▶ Obiettivo del compito:
Per favore, riprendi l'articolo qui sotto sulle dimissioni di Ermani e continualo dopo l'ultima frase riportata.

▶ Fonte:

======

Il caso

Dimissioni di Ermani, la procedura disciplinare è sospesa

Il presidente del Tribunale penale ha motivato la decisione con problemi di salute – Il legale Luigi Mattei: «Scelta radicale e definitiva per il bene della Giustizia» – Damiano Stefani: «Il dossier a suo carico ora decade» – Norman Gobbi: «L’operatività è comunque garantita»

======

▶ Righe fornite:
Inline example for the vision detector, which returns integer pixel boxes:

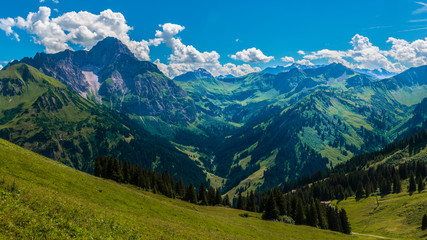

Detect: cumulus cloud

[412,2,427,14]
[0,7,152,60]
[295,59,314,66]
[230,47,274,63]
[296,34,427,72]
[154,23,261,77]
[280,56,295,63]
[39,0,59,3]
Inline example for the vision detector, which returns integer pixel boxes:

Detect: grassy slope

[338,187,427,239]
[0,140,372,239]
[335,143,427,239]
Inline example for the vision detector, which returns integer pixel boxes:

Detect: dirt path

[351,232,396,240]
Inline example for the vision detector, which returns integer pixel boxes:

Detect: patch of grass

[335,188,427,239]
[0,140,372,239]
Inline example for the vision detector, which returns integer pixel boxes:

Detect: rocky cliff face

[12,38,196,124]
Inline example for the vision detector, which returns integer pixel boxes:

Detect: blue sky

[0,0,427,76]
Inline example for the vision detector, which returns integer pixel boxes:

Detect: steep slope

[0,64,205,182]
[217,65,427,194]
[11,38,196,125]
[178,64,372,124]
[0,139,369,239]
[173,68,213,82]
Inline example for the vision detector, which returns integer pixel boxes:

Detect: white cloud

[303,34,427,72]
[154,23,261,77]
[280,56,295,63]
[295,59,314,66]
[230,47,274,63]
[39,0,59,3]
[412,2,427,14]
[0,7,150,60]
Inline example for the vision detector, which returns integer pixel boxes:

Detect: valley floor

[0,140,374,239]
[336,187,427,239]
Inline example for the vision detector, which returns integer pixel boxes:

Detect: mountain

[10,37,196,125]
[0,64,206,182]
[354,68,398,79]
[173,68,213,82]
[212,64,427,195]
[261,63,322,75]
[0,139,365,240]
[216,74,235,79]
[179,64,372,124]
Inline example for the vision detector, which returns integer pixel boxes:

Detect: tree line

[94,156,231,206]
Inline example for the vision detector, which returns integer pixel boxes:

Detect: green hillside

[0,140,367,239]
[336,190,427,239]
[0,64,206,182]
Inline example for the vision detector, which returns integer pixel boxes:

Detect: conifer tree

[409,173,417,193]
[421,214,427,231]
[418,176,424,192]
[295,198,305,225]
[393,174,402,193]
[94,157,103,177]
[184,183,197,203]
[340,208,351,234]
[197,182,208,206]
[307,201,319,227]
[236,192,245,210]
[356,182,365,199]
[215,188,222,205]
[208,186,216,206]
[246,191,256,212]
[175,177,185,197]
[123,160,130,183]
[222,195,231,207]
[262,192,279,220]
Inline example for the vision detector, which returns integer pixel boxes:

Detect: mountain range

[0,38,427,198]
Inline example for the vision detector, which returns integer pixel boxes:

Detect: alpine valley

[0,35,427,239]
[0,37,427,198]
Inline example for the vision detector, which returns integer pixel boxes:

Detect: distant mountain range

[0,38,427,198]
[173,68,213,82]
[261,63,398,79]
[10,38,196,124]
[261,63,323,75]
[0,63,205,182]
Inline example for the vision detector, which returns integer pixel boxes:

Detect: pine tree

[222,195,231,207]
[215,188,222,205]
[307,201,319,227]
[208,186,216,206]
[326,207,341,232]
[295,198,305,225]
[409,173,417,193]
[123,160,130,183]
[421,214,427,230]
[184,183,197,203]
[236,192,245,210]
[246,191,256,212]
[94,157,103,177]
[356,182,365,199]
[262,193,279,220]
[175,178,185,197]
[393,174,402,193]
[340,208,351,234]
[418,176,424,192]
[315,199,328,229]
[197,182,208,206]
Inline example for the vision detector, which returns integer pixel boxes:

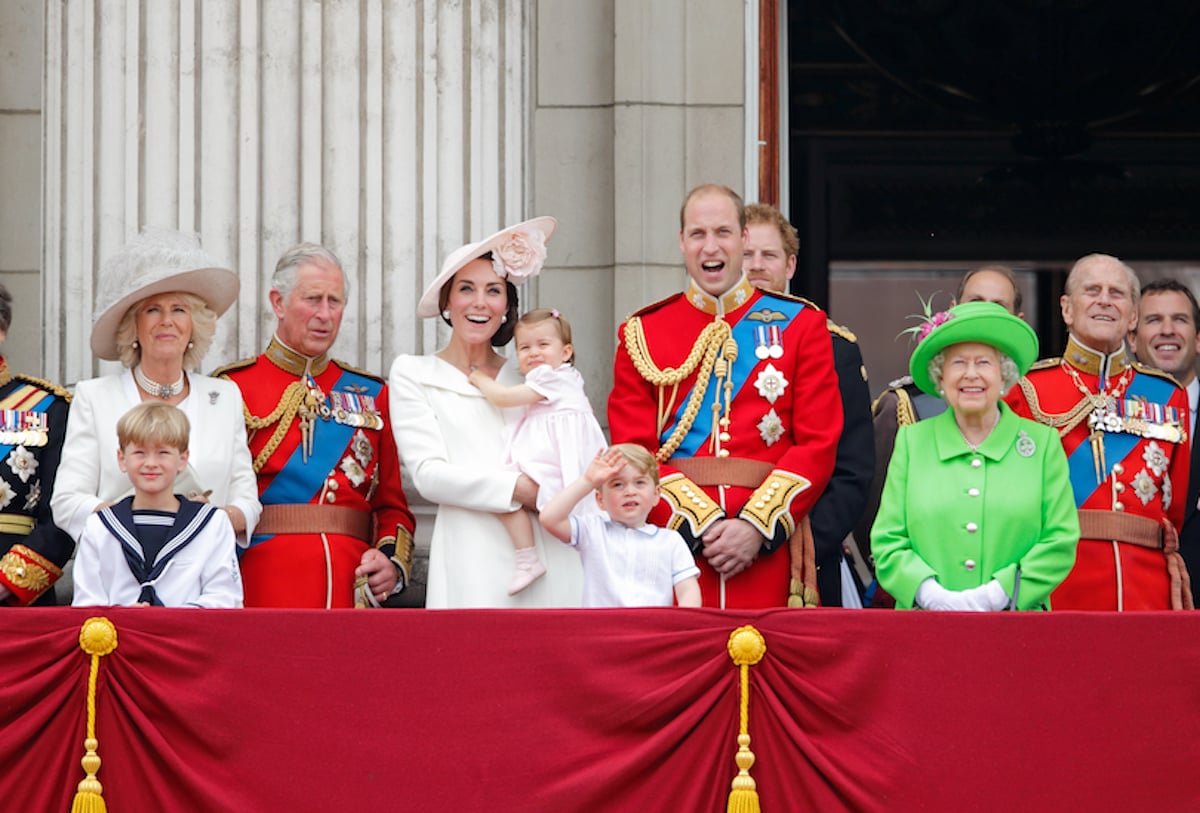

======

▶ Esito del compito:
© CdT/Chiara Zocchetti

Mauro Ermani si è dimesso con effetto immediato. Lo ha comunicato questa mattina il suo legale, Luigi Mattei, in una lettera inviata al segretario generale del Gran Consiglio. Il passo indietro dalla carica di giudice del Tribunale penale cantonale (TPC), si legge in una nota stampa, è motivato «dal sensibile peggioramento delle sue condizioni di salute, intervenuto in queste settimane». Nella lettera, Ermani ha chiesto espressamente che tali dimissioni possano essere accolte nel più breve tempo possibile. Spetterà ora all’Ufficio presidenziale accogliere la richiesta avanzata dal presidente del TPC di lasciare in anticipo rispetto ai sei mesi previsti dalla legge in caso di disdetta del rapporto di lavoro.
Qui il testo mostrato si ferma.